_Quoted text_
════════

Police Executive Research Forum
- Location: Washington D.C., United States;
- Website: www.policeforum.org

= Police Executive Research Forum =

Membership organization of executives from large US law enforcement agencies

The Police Executive Research Forum (PERF) is a national membership organization of police executives primarily from the largest city, county and state law enforcement agencies in the United States. The organization is dedicated to improving policing and advancing professionalism through research and involvement in public policy debate. Since its founding in 1976 with support and funding from the Police Foundation, it has fostered debate, research and an openness to challenging traditional police practices. It is headquartered in Washington, D.C.

PERF members must have completed a 4-year college degree program.

Established in 1976, PERF's primary sources of operating revenues are tuition payments for educational programs, grants from private and nonprofit organizations, membership dues, and government contracts.

════════

_Provided data_
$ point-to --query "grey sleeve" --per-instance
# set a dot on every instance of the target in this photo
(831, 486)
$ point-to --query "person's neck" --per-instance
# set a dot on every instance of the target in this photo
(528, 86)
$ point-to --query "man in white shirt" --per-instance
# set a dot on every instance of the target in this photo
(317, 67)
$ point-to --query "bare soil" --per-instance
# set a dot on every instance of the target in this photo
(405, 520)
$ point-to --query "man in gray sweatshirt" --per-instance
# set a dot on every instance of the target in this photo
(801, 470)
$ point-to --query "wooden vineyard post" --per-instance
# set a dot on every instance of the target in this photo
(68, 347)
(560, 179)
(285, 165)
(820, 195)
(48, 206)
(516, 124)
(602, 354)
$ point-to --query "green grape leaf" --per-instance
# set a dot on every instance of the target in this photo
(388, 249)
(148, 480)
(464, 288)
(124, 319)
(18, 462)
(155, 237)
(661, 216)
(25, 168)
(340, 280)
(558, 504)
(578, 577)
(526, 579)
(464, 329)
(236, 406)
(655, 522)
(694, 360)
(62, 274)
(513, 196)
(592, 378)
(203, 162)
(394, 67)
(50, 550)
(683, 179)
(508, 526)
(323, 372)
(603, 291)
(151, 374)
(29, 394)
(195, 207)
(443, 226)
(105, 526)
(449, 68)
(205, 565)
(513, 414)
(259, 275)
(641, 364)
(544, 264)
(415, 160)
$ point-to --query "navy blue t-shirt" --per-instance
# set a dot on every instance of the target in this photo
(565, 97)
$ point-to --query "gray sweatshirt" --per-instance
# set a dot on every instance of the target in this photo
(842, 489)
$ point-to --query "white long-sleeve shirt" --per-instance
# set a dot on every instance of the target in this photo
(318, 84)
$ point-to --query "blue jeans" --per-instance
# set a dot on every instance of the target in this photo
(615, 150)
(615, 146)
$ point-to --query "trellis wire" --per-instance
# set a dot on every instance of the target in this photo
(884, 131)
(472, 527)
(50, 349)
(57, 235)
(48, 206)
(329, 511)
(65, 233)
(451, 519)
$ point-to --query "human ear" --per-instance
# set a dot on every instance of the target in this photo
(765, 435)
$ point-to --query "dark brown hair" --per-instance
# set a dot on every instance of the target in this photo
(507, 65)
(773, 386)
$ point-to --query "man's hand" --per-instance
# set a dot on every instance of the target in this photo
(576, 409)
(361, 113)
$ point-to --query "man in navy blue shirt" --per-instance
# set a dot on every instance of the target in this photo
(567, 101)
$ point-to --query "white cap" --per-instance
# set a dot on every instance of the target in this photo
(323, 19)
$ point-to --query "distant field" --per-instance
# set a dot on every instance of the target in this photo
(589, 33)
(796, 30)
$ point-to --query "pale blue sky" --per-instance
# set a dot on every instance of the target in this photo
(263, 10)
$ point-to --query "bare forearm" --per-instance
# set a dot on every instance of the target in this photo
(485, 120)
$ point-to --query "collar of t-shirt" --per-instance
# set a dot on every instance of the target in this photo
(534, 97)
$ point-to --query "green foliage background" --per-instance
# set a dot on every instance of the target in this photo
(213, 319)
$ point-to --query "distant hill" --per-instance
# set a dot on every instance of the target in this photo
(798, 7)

════════

_Work to do_
A - From the entries above, pull out every line that contains the word "white", matching case exactly.
B - Continue the article on the Police Executive Research Forum from its final sentence.

_Results for each task_
A -
$ point-to --query "man in white shirt" --per-instance
$ point-to --query "white long-sleeve shirt" --per-instance
$ point-to --query "white cap" --per-instance

B -
Since 2014, PERF has focused on developing policies and training programs to minimize police use of lethal force, particularly in situations involving persons with mental illness, developmental disabilities, drug addictions, or other conditions that can cause them to behave erratically or dangerously, and in situations where the subject does not have a firearm. As part of this work, the organization brought U.S. police officials to Scotland for discussions about how the country's largely unarmed police officers handle these potential use of force situations. The resulting training program, Integrating Communications, Assessment, and Tactics (ICAT), has been implemented in more than 150 law enforcement agencies.

PERF also has released a series of reports describing and advocating the increasing role of local law enforcement agencies in addressing the opioid epidemic, by actively helping addicted persons to get treatment and other services, while saving lives by providing naloxone to officers so they can help prevent fatal overdoses.

PERF also has reported on police leaders’ approach to immigration issues and has researched police programs to welcome refugees to American communities. Another area of focus has been reducing gender bias in the police response to sexual assault and domestic violence and expanding the FBI’s definition of rape to more accurately report levels of crime.

Since 2013, PERF also has issued reports on building trust between police and community members; reducing gun violence; advancing Constitutional policing; recommendations on body-worn camera programs; changes in marijuana laws; the role of local police in preventing cybercrime; the police response to active shooter incidents; legitimacy and procedural justice in policing; social media in policing; and civil rights investigations of local police agencies.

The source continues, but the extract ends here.